*** Extracted information Section Begins ***

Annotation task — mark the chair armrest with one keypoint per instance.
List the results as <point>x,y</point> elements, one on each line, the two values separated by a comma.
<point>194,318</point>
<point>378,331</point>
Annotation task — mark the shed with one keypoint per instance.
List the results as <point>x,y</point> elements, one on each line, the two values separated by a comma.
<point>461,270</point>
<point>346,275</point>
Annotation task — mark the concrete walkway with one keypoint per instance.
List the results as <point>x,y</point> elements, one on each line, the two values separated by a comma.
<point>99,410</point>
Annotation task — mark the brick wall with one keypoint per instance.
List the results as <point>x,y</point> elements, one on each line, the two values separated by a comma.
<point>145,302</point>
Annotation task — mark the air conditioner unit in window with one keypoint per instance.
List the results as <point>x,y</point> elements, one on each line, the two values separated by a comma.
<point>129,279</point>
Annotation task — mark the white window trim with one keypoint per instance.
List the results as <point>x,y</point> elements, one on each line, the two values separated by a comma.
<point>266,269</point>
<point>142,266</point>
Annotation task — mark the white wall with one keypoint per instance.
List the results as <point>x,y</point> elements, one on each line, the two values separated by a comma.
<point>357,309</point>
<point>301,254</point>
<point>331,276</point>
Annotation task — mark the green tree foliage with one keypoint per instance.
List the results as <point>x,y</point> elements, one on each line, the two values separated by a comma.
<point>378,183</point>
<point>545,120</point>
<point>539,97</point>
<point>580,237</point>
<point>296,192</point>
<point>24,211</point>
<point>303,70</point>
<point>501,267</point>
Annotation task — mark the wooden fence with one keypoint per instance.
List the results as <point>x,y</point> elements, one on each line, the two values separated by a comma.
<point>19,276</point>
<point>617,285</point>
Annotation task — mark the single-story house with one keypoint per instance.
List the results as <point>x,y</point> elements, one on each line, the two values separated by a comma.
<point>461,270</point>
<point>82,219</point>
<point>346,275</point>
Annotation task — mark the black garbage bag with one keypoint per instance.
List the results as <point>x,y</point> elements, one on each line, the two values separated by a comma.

*** Extracted information Section Ends ***

- **Exercise details**:
All lines in the entries above that include "with" should be found and copied.

- **Problem solution**:
Annotation task — mark the chair armrest with one keypoint per instance.
Annotation task — mark the shed with one keypoint per instance.
Annotation task — mark the concrete walkway with one keypoint per instance.
Annotation task — mark the brick wall with one keypoint per instance.
Annotation task — mark the air conditioner unit in window with one keypoint per instance.
Annotation task — mark the white window trim with one keypoint per instance.
Annotation task — mark the white wall with one keypoint per instance.
Annotation task — mark the green tree foliage with one keypoint per instance.
Annotation task — mark the wooden fence with one keypoint per instance.
Annotation task — mark the single-story house with one keypoint per instance.
Annotation task — mark the black garbage bag with one keypoint per instance.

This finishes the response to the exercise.